(Data entries)
○ ○ ○ ○ ○

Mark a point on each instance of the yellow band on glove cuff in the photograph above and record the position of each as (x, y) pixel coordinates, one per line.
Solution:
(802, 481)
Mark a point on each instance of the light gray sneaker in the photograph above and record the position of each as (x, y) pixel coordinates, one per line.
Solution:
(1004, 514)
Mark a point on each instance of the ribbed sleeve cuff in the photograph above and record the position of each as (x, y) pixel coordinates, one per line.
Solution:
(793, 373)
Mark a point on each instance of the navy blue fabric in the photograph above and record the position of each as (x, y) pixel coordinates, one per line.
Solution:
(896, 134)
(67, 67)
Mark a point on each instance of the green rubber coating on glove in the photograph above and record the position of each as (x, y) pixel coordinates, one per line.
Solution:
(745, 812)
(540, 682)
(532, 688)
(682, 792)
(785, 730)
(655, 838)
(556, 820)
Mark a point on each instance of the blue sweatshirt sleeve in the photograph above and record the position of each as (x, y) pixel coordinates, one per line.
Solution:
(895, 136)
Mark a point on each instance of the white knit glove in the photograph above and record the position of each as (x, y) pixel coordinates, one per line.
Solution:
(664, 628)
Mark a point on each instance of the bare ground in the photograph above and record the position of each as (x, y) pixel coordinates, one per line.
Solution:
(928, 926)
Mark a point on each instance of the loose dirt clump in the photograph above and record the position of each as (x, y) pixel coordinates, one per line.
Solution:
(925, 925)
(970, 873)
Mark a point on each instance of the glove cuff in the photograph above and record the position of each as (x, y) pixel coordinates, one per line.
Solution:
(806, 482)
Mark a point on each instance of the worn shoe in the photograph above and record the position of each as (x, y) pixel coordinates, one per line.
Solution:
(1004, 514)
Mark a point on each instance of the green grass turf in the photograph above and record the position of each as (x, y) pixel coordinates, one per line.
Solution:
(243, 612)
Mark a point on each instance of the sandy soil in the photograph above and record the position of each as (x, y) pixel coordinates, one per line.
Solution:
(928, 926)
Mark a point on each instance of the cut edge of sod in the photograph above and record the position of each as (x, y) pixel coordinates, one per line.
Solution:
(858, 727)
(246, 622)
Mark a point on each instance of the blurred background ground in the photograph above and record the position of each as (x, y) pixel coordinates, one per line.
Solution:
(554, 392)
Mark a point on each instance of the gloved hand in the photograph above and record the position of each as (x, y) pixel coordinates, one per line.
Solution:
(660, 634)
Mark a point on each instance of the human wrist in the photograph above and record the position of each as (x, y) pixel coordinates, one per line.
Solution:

○ ○ ○ ○ ○

• Stated task:
Convert every line above into a JSON list of strings, one string per line, and omit any blank lines.

• Final answer:
[
  "Mark a point on each instance of the yellow band on glove cuff in the photograph above and record the position of each as (x, y) pixel coordinates, one per line.",
  "Solution:",
  "(802, 481)",
  "Mark a point on each instance of the light gray sneaker in the photograph above and record the position of each as (x, y) pixel coordinates, one per line.",
  "Solution:",
  "(1004, 514)",
  "Mark a point on each instance of the ribbed sleeve cuff in the photograph above and record the position of each as (x, y) pixel coordinates, one per line.",
  "Solution:",
  "(793, 373)",
  "Mark a point on each instance of the navy blue fabric in the photograph above and record the position of each as (x, y) pixel coordinates, one per line.",
  "Solution:",
  "(896, 134)",
  "(67, 67)",
  "Mark a point on each instance of the green rubber coating on glove in the photograph above and record the position of each as (x, y) pixel coordinates, one per line.",
  "Solution:",
  "(745, 812)",
  "(540, 682)",
  "(532, 688)",
  "(682, 792)",
  "(785, 730)",
  "(655, 838)",
  "(556, 820)",
  "Mark a point on each instance of the blue sweatshirt sleeve in the photograph above and record the position of each as (x, y) pixel coordinates, one per line.",
  "Solution:",
  "(895, 136)",
  "Mark a point on each instance of the white knit glove in the photograph above and record the position of each as (x, y) pixel coordinates, one per line.",
  "Solution:",
  "(664, 628)",
  "Mark a point on each instance of the bare ground in the photograph above and record the position of each as (x, y) pixel coordinates, one per line.",
  "Solution:",
  "(928, 926)",
  "Mark a point on each instance of the loose dirt clump in the photograph above and record the position of each as (x, y) pixel coordinates, one per line.",
  "Solution:",
  "(925, 925)",
  "(970, 873)",
  "Mark a point on each instance of the glove cuff in the photograph above and record the position of each as (x, y) pixel coordinates, one per line.",
  "Solution:",
  "(806, 482)",
  "Mark a point on each instance of the worn shoe in the photograph above and record the position of each as (x, y) pixel coordinates, one per line.",
  "Solution:",
  "(1004, 514)",
  "Mark a point on each instance of the green grass turf in the photograph above and record the position of each as (x, y) pixel coordinates, one per line.",
  "Solution:",
  "(243, 612)",
  "Mark a point on each instance of the sandy soil in the photograph above and record the position of each as (x, y) pixel coordinates, one per line.",
  "Solution:",
  "(928, 926)",
  "Mark a point on each instance of the cut edge of sod in the photograph above and record the position of each as (x, y) pixel coordinates, one per line.",
  "Solution:",
  "(858, 727)",
  "(246, 622)",
  "Mark a point on each instance of the blurred background ground in the photograph above and record the position of each as (x, y) pixel coordinates, one per line.",
  "Solution:",
  "(554, 392)",
  "Mark a point on each instance of the gloved hand in the photograph above and record the position of each as (x, y) pixel coordinates, one per line.",
  "Solution:",
  "(660, 634)",
  "Mark a point on each instance of the human wrist in the photograph above and record the position of each as (x, y) pixel coordinates, one per line.",
  "Solution:"
]